◆ **Your instructions**
Your answer must be an exact copy of the records below, with every picture left out.
○ ○ ○
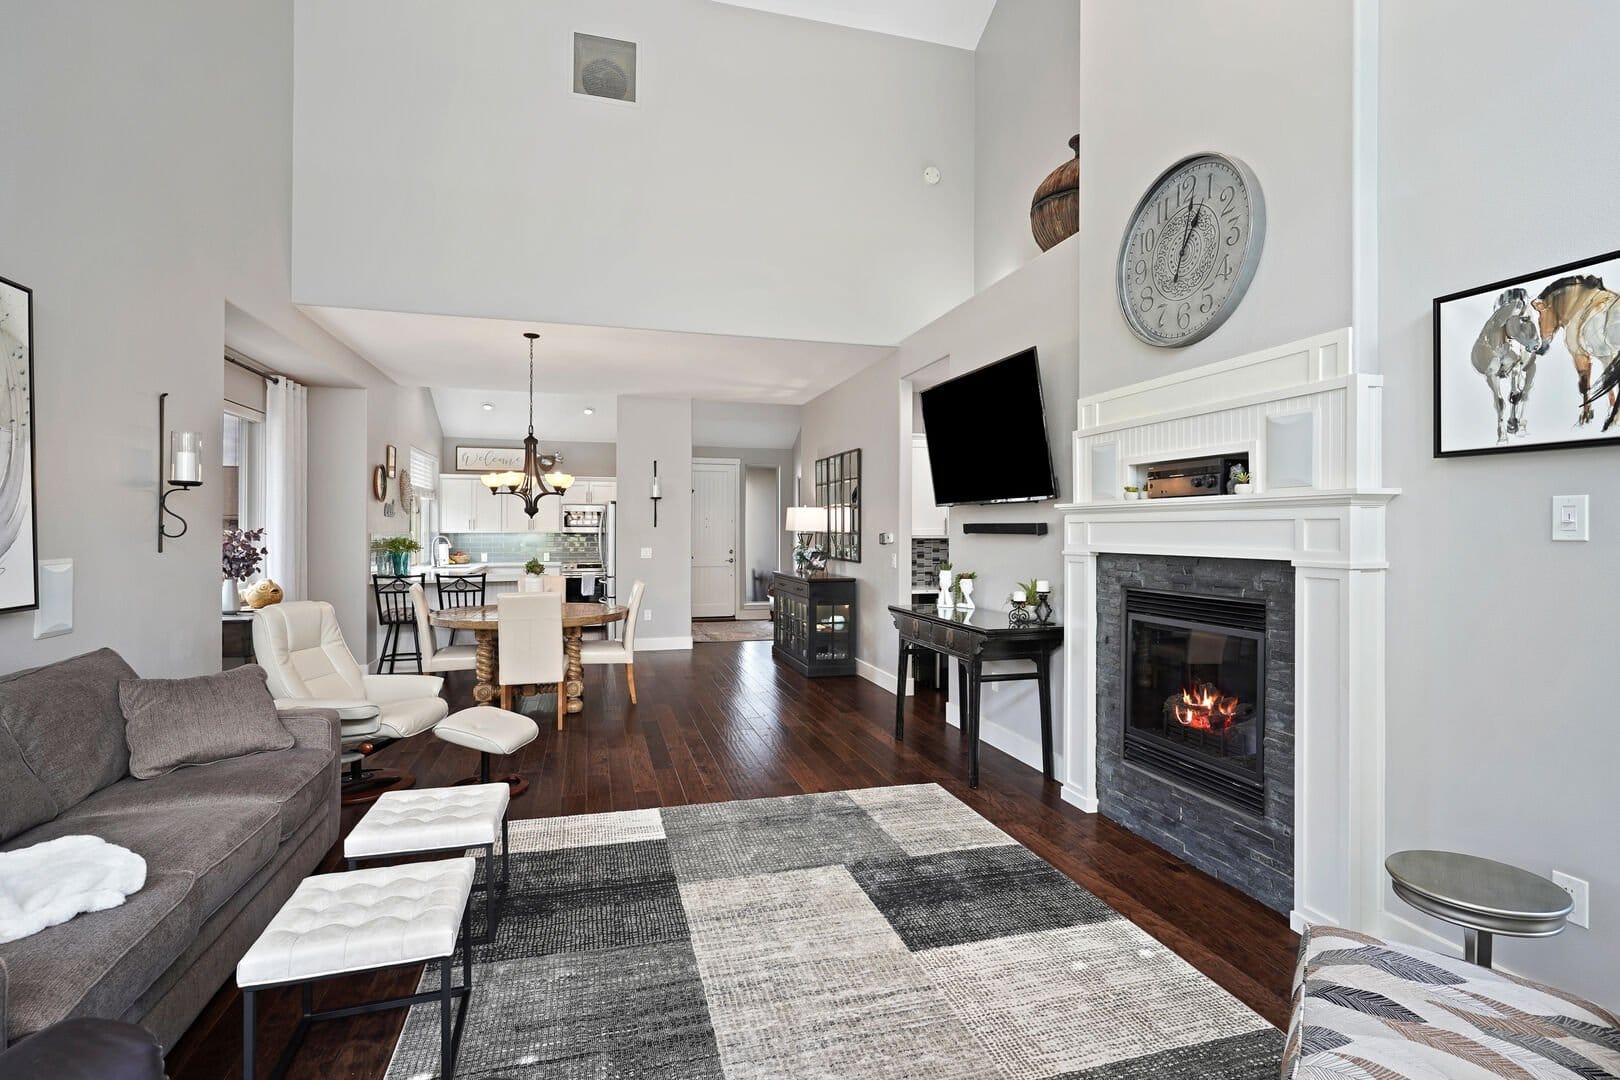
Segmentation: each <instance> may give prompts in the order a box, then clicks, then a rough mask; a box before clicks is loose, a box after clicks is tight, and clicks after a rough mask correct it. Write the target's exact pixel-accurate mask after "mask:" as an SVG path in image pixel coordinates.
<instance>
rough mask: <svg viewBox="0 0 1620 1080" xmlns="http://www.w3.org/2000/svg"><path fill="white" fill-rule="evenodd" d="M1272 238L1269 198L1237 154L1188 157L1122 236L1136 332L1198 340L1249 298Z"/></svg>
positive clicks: (1154, 189)
mask: <svg viewBox="0 0 1620 1080" xmlns="http://www.w3.org/2000/svg"><path fill="white" fill-rule="evenodd" d="M1264 243H1265V201H1264V199H1262V196H1260V183H1259V181H1257V180H1255V178H1254V172H1251V170H1249V167H1247V165H1244V164H1243V162H1239V160H1238V159H1236V157H1226V155H1225V154H1194V155H1192V157H1184V159H1181V160H1179V162H1176V164H1174V165H1171V167H1170V168H1166V170H1165V172H1163V173H1160V176H1158V180H1155V181H1153V185H1152V186H1150V188H1149V189H1147V194H1144V196H1142V201H1140V202H1137V204H1136V210H1134V212H1132V214H1131V223H1129V227H1128V228H1126V230H1124V240H1121V241H1119V266H1118V267H1116V270H1115V288H1116V290H1118V293H1119V311H1121V313H1124V321H1126V322H1128V324H1129V325H1131V330H1132V332H1134V334H1136V335H1137V337H1139V338H1142V340H1144V342H1147V343H1149V345H1158V347H1162V348H1179V347H1183V345H1192V343H1194V342H1199V340H1202V338H1205V337H1209V335H1210V334H1213V332H1215V329H1217V327H1220V324H1221V322H1225V321H1226V317H1228V316H1231V313H1233V311H1234V309H1236V308H1238V304H1239V303H1241V301H1243V295H1244V291H1247V288H1249V282H1252V280H1254V267H1255V264H1257V262H1259V261H1260V246H1262V244H1264Z"/></svg>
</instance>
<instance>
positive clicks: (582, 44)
mask: <svg viewBox="0 0 1620 1080" xmlns="http://www.w3.org/2000/svg"><path fill="white" fill-rule="evenodd" d="M573 92H575V94H585V96H588V97H611V99H612V100H617V102H633V100H635V42H633V40H616V39H612V37H596V36H595V34H575V36H573Z"/></svg>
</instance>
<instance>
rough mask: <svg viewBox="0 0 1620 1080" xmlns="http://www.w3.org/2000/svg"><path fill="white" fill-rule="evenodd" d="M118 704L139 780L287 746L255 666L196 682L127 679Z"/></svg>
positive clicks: (124, 685) (127, 738)
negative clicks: (179, 768)
mask: <svg viewBox="0 0 1620 1080" xmlns="http://www.w3.org/2000/svg"><path fill="white" fill-rule="evenodd" d="M118 703H120V706H122V708H123V719H125V742H128V745H130V776H133V777H136V779H141V780H149V779H152V777H154V776H162V774H165V772H172V771H173V769H178V767H180V766H188V764H209V763H214V761H227V759H230V758H245V756H248V755H254V753H264V751H267V750H287V748H290V746H292V745H293V737H292V733H290V732H288V730H287V729H285V727H282V722H280V721H279V719H277V717H275V699H274V698H271V691H269V688H267V687H266V685H264V669H262V667H259V665H258V664H248V665H245V667H235V669H232V670H228V672H219V674H217V675H199V677H196V678H126V680H123V682H122V683H118Z"/></svg>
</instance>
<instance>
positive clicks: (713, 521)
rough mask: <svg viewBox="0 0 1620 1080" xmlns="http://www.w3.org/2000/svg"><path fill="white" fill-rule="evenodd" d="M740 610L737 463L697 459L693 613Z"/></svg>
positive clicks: (703, 616)
mask: <svg viewBox="0 0 1620 1080" xmlns="http://www.w3.org/2000/svg"><path fill="white" fill-rule="evenodd" d="M735 614H737V466H735V465H734V463H729V461H727V463H708V461H693V463H692V617H693V619H729V617H734V615H735Z"/></svg>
○ ○ ○
◆ **Solution**
Segmentation: each <instance> may give prompts in the order a box, then clicks, then a rough mask; a box before clicks is loose, a box after clicks is tight, and clicks after a rough mask correct it. Write the target's exact pixel-accurate mask after "mask:" as an SVG path in image pixel coordinates.
<instance>
rough mask: <svg viewBox="0 0 1620 1080" xmlns="http://www.w3.org/2000/svg"><path fill="white" fill-rule="evenodd" d="M1272 238L1269 198L1237 154L1188 157L1122 236L1136 332L1198 340L1249 298Z"/></svg>
positive clicks: (1154, 189)
mask: <svg viewBox="0 0 1620 1080" xmlns="http://www.w3.org/2000/svg"><path fill="white" fill-rule="evenodd" d="M1264 243H1265V201H1264V199H1262V196H1260V183H1259V181H1257V180H1255V178H1254V172H1251V170H1249V167H1247V165H1244V164H1243V162H1239V160H1238V159H1236V157H1226V155H1225V154H1194V155H1192V157H1184V159H1181V160H1179V162H1176V164H1174V165H1171V167H1170V168H1166V170H1165V172H1163V173H1160V176H1158V180H1155V181H1153V185H1152V186H1150V188H1149V189H1147V194H1144V196H1142V201H1140V202H1137V204H1136V210H1134V212H1132V214H1131V223H1129V227H1128V228H1126V230H1124V240H1121V241H1119V266H1118V267H1116V270H1115V288H1116V290H1118V293H1119V311H1121V313H1124V321H1126V322H1128V324H1129V325H1131V330H1132V332H1134V334H1136V335H1137V337H1139V338H1142V340H1144V342H1147V343H1149V345H1158V347H1162V348H1179V347H1183V345H1192V343H1194V342H1199V340H1202V338H1205V337H1209V335H1210V334H1213V332H1215V329H1217V327H1220V324H1221V322H1225V321H1226V317H1228V316H1231V313H1233V311H1234V309H1236V308H1238V304H1239V303H1241V301H1243V295H1244V291H1247V288H1249V282H1252V280H1254V267H1255V264H1257V262H1259V261H1260V246H1262V244H1264Z"/></svg>
</instance>
<instance>
positive clicks: (582, 44)
mask: <svg viewBox="0 0 1620 1080" xmlns="http://www.w3.org/2000/svg"><path fill="white" fill-rule="evenodd" d="M573 92H575V94H585V96H588V97H611V99H612V100H617V102H633V100H635V42H633V40H616V39H612V37H596V36H595V34H575V36H573Z"/></svg>
</instance>
<instance>
rough mask: <svg viewBox="0 0 1620 1080" xmlns="http://www.w3.org/2000/svg"><path fill="white" fill-rule="evenodd" d="M118 704L139 780L287 746L255 666L196 682L127 679Z"/></svg>
positive clicks: (124, 685) (127, 738)
negative clicks: (179, 768)
mask: <svg viewBox="0 0 1620 1080" xmlns="http://www.w3.org/2000/svg"><path fill="white" fill-rule="evenodd" d="M118 703H120V706H122V708H123V719H125V742H128V745H130V776H133V777H136V779H141V780H149V779H152V777H154V776H162V774H165V772H172V771H173V769H178V767H180V766H188V764H209V763H214V761H227V759H230V758H245V756H248V755H254V753H264V751H267V750H287V748H290V746H292V745H293V737H292V733H290V732H288V730H287V729H285V727H282V722H280V721H279V719H277V717H275V699H274V698H271V691H269V688H267V687H266V685H264V669H262V667H259V665H258V664H248V665H245V667H235V669H232V670H228V672H219V674H217V675H199V677H196V678H126V680H123V682H122V683H118Z"/></svg>
</instance>
<instance>
positive clicks: (713, 521)
rough mask: <svg viewBox="0 0 1620 1080" xmlns="http://www.w3.org/2000/svg"><path fill="white" fill-rule="evenodd" d="M740 610L737 463L697 459L693 613Z"/></svg>
positive clicks: (703, 616)
mask: <svg viewBox="0 0 1620 1080" xmlns="http://www.w3.org/2000/svg"><path fill="white" fill-rule="evenodd" d="M735 614H737V466H735V465H734V463H729V461H727V463H708V461H693V463H692V617H693V619H729V617H734V615H735Z"/></svg>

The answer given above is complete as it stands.